> [Page extract]:
Compute sanitizer hangs indefinitely when a runtime conditional (graph->seq) is true and a cudaMemcpy is performed (unless cudaDeviceSynchronize added), while cuda-memcheck works as is whether the conditional is true or false.
EDITED: It appears this memory is uninitialized. I don’t think it is, but initcheck states it is.
Usage: compute-sanitizer --tool memcheck ./fitz_bin -f …/schwing_tests/blossreq.txt -u -r 1 -k 0 -c -p
========= Host API memory access error at host access to 0x7f9e55803800 of size 80 bytes
========= Uninitialized access at 0x7f9e55803840 on access by cudaMemcpy source
========= Saved host backtrace up to driver entry point at error
I have a kernel which will hang indefinitely using CS. What is strange is I can remedy the situation by adding a cudaDeviceSynchronize after the kernel. cuda-memcheck doesn’t need the cudaDeviceSynchronize.
Usage: compute-sanitizer --tool memcheck ./fitz_bin -f …/schwing_tests/blossreq.txt -u -r 1 -k 0 -c -p
The code is a private repo, but the essential outline is posted below.

> [What to do]: In the forum post above, what does the author add after the kernel to keep compute-sanitizer from hanging?

Records from a collection:
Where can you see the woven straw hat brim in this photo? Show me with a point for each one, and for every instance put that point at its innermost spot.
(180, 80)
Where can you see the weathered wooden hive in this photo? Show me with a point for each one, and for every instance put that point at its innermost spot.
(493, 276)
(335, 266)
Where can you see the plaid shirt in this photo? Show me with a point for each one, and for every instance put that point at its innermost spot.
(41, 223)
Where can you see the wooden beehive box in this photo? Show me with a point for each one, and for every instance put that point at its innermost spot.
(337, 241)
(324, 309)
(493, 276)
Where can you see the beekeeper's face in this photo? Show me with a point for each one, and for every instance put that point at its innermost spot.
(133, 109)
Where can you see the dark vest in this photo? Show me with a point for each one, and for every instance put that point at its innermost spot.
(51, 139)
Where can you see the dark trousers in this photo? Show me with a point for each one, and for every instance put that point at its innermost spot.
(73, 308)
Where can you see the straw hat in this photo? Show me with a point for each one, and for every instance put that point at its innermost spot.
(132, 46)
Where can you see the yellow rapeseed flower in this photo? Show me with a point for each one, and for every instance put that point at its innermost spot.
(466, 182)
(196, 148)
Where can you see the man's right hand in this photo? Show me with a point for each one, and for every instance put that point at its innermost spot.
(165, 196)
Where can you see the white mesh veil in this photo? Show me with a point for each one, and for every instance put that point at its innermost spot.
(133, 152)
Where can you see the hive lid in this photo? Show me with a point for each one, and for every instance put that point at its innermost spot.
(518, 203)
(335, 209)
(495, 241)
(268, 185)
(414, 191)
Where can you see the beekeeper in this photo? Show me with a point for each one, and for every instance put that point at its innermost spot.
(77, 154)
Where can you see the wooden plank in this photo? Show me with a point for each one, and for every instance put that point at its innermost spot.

> [Exercise result]: A cudaDeviceSynchronize call.